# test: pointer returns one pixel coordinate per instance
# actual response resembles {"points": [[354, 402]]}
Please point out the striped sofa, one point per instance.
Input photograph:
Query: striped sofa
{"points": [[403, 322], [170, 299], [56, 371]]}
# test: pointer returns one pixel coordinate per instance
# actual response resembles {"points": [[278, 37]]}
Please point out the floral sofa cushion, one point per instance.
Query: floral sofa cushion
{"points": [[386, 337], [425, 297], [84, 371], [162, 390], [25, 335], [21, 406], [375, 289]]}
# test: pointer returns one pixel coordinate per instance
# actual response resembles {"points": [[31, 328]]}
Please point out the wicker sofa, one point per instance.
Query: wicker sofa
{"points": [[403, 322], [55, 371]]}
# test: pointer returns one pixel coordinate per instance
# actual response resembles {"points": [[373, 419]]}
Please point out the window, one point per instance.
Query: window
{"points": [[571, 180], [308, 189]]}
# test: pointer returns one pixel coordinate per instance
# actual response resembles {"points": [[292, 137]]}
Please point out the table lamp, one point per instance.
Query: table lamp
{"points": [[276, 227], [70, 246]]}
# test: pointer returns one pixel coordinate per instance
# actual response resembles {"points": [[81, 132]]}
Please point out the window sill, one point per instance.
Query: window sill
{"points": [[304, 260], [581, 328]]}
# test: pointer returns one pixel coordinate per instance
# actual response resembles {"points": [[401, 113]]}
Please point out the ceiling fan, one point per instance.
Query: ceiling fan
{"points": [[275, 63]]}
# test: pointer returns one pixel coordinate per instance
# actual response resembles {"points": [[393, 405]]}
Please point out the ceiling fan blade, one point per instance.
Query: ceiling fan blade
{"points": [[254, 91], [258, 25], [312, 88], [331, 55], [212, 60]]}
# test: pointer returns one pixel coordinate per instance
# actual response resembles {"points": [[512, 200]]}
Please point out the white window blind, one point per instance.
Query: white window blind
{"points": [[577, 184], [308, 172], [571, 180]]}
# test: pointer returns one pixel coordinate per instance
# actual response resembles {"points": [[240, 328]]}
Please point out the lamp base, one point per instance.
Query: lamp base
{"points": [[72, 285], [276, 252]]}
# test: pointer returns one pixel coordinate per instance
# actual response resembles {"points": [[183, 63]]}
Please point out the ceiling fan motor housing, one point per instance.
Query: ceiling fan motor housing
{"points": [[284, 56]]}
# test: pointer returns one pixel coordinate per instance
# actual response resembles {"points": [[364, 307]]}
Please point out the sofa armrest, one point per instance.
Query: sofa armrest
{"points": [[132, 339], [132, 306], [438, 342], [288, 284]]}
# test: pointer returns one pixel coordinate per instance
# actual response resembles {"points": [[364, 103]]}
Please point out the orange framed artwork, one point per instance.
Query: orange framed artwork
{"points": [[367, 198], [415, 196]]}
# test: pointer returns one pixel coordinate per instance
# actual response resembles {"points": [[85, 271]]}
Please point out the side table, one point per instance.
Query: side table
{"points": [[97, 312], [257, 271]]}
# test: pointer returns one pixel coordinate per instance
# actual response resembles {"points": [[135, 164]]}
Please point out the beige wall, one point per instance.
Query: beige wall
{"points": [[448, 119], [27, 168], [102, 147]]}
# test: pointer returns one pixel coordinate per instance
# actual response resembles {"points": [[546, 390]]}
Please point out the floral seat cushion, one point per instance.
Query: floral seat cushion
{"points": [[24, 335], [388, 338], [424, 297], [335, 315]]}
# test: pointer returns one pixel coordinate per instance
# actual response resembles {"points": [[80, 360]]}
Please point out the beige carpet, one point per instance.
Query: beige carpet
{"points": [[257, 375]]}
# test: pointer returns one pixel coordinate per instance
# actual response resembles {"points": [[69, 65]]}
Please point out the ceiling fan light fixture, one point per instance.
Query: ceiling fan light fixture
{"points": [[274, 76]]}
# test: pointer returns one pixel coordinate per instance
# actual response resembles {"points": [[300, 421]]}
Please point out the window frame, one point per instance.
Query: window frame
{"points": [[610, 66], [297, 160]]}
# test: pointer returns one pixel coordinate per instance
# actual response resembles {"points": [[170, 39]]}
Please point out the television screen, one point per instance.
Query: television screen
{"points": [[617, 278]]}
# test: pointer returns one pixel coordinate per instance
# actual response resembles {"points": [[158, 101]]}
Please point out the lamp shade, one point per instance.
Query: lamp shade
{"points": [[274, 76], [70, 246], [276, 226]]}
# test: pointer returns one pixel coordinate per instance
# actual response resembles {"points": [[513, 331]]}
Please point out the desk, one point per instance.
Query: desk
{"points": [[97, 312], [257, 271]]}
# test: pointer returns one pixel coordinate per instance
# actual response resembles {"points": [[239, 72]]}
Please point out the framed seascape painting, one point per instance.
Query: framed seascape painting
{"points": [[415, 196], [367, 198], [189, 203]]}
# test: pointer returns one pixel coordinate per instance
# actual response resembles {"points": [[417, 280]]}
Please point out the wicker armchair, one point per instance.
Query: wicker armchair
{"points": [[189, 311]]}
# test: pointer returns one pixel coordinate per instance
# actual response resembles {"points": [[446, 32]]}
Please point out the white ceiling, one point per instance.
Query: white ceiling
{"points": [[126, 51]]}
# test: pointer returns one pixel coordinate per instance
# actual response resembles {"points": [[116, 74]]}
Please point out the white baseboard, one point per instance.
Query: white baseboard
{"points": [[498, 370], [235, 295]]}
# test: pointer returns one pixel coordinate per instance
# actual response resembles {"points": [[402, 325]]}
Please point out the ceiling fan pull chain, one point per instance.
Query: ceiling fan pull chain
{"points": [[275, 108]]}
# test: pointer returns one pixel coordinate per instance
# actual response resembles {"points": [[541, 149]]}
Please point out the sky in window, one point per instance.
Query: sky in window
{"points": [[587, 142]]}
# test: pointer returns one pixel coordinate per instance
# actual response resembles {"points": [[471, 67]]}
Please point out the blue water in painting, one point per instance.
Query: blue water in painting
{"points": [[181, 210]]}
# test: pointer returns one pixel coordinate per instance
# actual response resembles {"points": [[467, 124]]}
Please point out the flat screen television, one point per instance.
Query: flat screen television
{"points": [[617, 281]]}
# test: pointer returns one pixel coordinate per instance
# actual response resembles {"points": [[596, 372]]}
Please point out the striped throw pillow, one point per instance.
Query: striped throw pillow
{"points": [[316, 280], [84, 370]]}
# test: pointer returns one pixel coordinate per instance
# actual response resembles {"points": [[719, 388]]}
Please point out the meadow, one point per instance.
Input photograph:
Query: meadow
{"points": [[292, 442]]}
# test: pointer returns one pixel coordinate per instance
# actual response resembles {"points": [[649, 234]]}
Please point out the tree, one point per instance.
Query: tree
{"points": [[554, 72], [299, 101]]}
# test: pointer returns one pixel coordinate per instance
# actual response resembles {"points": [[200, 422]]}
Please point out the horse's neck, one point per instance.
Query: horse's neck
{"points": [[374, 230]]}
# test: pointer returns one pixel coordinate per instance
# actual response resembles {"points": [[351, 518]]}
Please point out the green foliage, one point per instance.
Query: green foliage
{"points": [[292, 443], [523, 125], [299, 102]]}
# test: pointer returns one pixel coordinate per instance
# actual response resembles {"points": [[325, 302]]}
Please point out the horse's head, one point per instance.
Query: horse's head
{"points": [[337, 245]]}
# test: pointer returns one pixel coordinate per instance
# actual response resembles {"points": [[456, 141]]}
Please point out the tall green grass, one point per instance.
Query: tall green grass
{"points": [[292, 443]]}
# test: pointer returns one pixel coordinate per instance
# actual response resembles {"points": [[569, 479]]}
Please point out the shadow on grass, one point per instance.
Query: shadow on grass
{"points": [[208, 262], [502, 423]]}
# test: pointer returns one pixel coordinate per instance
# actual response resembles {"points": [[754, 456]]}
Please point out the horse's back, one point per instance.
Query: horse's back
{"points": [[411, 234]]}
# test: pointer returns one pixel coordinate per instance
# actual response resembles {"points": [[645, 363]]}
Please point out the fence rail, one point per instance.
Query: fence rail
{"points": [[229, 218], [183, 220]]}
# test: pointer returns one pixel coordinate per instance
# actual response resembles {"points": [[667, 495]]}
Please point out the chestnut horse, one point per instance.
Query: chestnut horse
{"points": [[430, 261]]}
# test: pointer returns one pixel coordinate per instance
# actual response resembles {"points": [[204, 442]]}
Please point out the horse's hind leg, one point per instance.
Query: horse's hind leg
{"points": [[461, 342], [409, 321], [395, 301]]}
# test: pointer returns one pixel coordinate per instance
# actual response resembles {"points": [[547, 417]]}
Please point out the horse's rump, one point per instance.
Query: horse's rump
---
DIRECTION: Please identify every line in the items above that contains the string "head", and copy each of those lines. Case counts.

RESPONSE BELOW:
Please point out the horse's head, one point per instance.
Query: horse's head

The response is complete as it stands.